- Exercise aim
Continue the NZD/USD market commentary that follows, starting after its last sentence.
== Document segment ==
NZD/USD is marching north firmly after shifting its auction profile above the round-level resistance of 0.6300 in the Asian session. The kiwi asset has refreshed its three-month high at 0.6335 as the New Zealand Dollar has been strengthened by a surprise rise in Caixin Manufacturing PMI data and a significant improvement in investors’ risk appetite post-Federal Reserve (Fed)’s commentary.

Fed Powell’s promise to moderate the extreme-tight monetary policy in the December meeting has infused fresh blood into risk-sensitive assets. S&P500 futures are gathering momentum adding more upside to Wednesday’s gains. The US Dollar Index (DXY) has surrendered its short-lived recovery attempt and is on the verge of refreshing its day’s low below 105.50. Meanwhile, the 10-year US Treasury yields have slipped again to 3.60% amid healthy demand for US government bonds by investors.

Federal Reserve’s Powell is set to terminate the 75 bps rate hike culture

The commentary from Fed chair Jerome Powell has confirmed that the central bank is looking to slow down its interest rate hike pace. Catalysts that have compelled Fed Chair to sound less hawkish while providing interest rate guidance for December’s monetary policy meeting are a slowdown in labor demand, a decline in economic activities, and a soft October inflation report.

The Federal Reserve is bound to bring price stability to the United States economy but not at the cost of the economy. Fed Chair in his speech cited that it is not appropriate to ‘Crash the economy and clean it afterward’. This has confirmed that the Federal Reserve (Fed) won’t continue the 75 basis points (bps) rate hike spell now and may shift to a lower rate hike to 50 bps. As per the CME FedWatch tool, the chances of a 50 bps rate hike announcement by the Fed in the December meeting holds around 80%.

US Dollar to remain volatile ahead of Nonfarm Payrolls

Another critical trigger that is going to keep US Dollar bulls on the tenterhooks in the United States Nonfarm Payrolls (NFP) data, which will release on Friday. As per the consensus, the United States economy added 200K jobs in November, lower than the prior release of 261K. Cues from US Automatic Data Processing (ADP) Employment data indicate that the additional payrolls in November are merely 127K. The Unemployment Rate is seen unchanged at 3.7%.
===
== Data extract ==
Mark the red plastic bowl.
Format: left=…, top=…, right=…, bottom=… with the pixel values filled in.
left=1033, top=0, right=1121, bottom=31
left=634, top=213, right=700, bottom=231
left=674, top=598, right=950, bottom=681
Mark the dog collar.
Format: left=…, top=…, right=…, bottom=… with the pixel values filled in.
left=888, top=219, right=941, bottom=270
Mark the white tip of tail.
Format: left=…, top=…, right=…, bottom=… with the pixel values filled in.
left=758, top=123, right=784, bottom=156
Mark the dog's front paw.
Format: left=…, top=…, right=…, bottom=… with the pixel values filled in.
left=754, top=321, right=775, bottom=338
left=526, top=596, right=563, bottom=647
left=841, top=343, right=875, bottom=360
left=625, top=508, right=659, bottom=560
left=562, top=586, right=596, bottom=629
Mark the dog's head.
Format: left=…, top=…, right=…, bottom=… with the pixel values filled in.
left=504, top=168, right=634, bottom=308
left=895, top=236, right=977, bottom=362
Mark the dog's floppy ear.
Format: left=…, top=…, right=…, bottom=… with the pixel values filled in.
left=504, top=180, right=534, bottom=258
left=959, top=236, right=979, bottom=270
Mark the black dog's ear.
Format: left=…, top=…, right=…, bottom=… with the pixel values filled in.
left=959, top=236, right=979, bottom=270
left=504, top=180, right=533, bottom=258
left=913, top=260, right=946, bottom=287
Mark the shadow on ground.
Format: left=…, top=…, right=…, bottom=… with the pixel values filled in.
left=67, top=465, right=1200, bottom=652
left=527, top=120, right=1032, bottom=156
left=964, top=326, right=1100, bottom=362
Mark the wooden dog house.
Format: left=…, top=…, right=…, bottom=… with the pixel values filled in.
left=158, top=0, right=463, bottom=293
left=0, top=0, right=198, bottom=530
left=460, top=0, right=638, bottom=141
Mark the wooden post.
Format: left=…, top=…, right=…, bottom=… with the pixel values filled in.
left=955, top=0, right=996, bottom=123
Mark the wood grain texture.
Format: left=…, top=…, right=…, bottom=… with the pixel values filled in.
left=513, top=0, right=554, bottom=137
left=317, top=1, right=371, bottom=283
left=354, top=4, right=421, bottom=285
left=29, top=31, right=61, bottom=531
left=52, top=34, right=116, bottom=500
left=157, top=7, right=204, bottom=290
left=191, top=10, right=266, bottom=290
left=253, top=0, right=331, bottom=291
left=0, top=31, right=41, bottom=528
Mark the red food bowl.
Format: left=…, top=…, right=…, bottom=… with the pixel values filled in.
===
- Result of the task
Apart from that, investors will keep an eye on Average Hourly Earnings data. The street is expecting that the next trigger that could create troubles for the Federal Reserve is rising wage prices. Wage inflation carries the capability of driving price inflation higher. Post a slowdown in inflation led by accelerating interest rates, the United States households will remain with higher earnings that could trigger retail demand.

Upbeat Caixin Manufacturing PMI drove New Zealand Dollar

In early Tokyo, IHS Markit reported a surprise rise in Caixin Manufacturing data. The economic data was released at 49.4 for November month vs. 48.9 as projected and October’s release of 49.2. Despite extreme lockdown measures in November by Chinese authorities to contain the COVID-19 epidemic, the economy has managed to display better-than-projected performance. This has strengthened the kiwi asset significantly as New Zealand is one of the leading trading partners of China.

Meanwhile, signs of the gradual opening of the Chinese economy led by relaxations in zero Covid-19 policy to return economic prospects on track have also strengthened the New Zealand Dollar.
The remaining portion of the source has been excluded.